● **INFORMATION PROVIDED**
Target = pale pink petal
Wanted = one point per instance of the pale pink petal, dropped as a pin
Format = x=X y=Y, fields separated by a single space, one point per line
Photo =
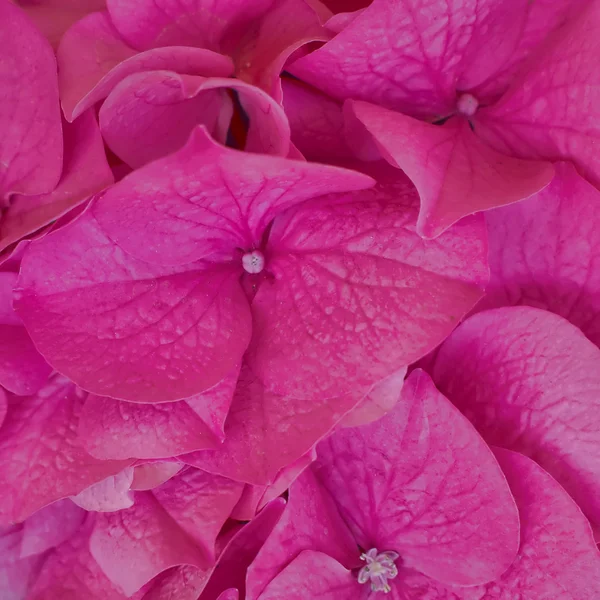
x=116 y=429
x=265 y=432
x=380 y=400
x=456 y=173
x=145 y=539
x=167 y=335
x=151 y=475
x=50 y=526
x=93 y=59
x=31 y=145
x=199 y=503
x=543 y=252
x=311 y=521
x=318 y=576
x=85 y=172
x=357 y=294
x=529 y=382
x=109 y=495
x=535 y=118
x=71 y=573
x=420 y=481
x=212 y=198
x=41 y=459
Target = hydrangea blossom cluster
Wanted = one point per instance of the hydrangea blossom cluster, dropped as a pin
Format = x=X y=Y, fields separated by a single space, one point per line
x=299 y=299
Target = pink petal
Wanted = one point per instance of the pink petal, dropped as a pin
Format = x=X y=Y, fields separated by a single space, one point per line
x=311 y=521
x=456 y=173
x=54 y=17
x=227 y=201
x=169 y=337
x=31 y=147
x=151 y=475
x=116 y=429
x=318 y=576
x=534 y=119
x=85 y=172
x=93 y=59
x=23 y=370
x=420 y=481
x=398 y=55
x=150 y=115
x=357 y=294
x=50 y=527
x=240 y=552
x=109 y=495
x=380 y=400
x=201 y=23
x=266 y=432
x=40 y=456
x=528 y=380
x=199 y=503
x=70 y=572
x=146 y=539
x=543 y=252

● **PROBLEM STATEMENT**
Write out the entries again, exactly as given, skipping any images.

● **EXPECTED ANSWER**
Target = pale pink petal
Wanted = one point per instance of the pale pink petal, dropped as a pin
Format = x=X y=Y, fields separated by a single space, one point per line
Photo =
x=116 y=429
x=265 y=432
x=380 y=400
x=456 y=173
x=145 y=539
x=167 y=335
x=151 y=475
x=50 y=526
x=93 y=59
x=31 y=145
x=199 y=503
x=543 y=252
x=311 y=521
x=318 y=576
x=85 y=172
x=357 y=294
x=529 y=382
x=109 y=495
x=535 y=118
x=71 y=573
x=420 y=481
x=212 y=198
x=41 y=459
Target = hydrangea blossom cluster
Wanted = one point per instance of the hydrangea blossom cluster, dropped as a pin
Format = x=X y=Y, fields separated by a single space, one point per line
x=299 y=299
Target = pink petal
Wanted = one point per instance of the pink petal, dropped as a pin
Format = x=X y=Y, fields separated by a single space, one point per line
x=311 y=521
x=456 y=173
x=54 y=17
x=227 y=201
x=169 y=337
x=31 y=147
x=151 y=475
x=116 y=429
x=318 y=576
x=534 y=119
x=85 y=172
x=93 y=59
x=23 y=370
x=420 y=481
x=398 y=55
x=150 y=115
x=357 y=294
x=50 y=527
x=240 y=552
x=109 y=495
x=380 y=400
x=201 y=23
x=266 y=432
x=40 y=456
x=528 y=380
x=199 y=503
x=70 y=572
x=146 y=539
x=543 y=252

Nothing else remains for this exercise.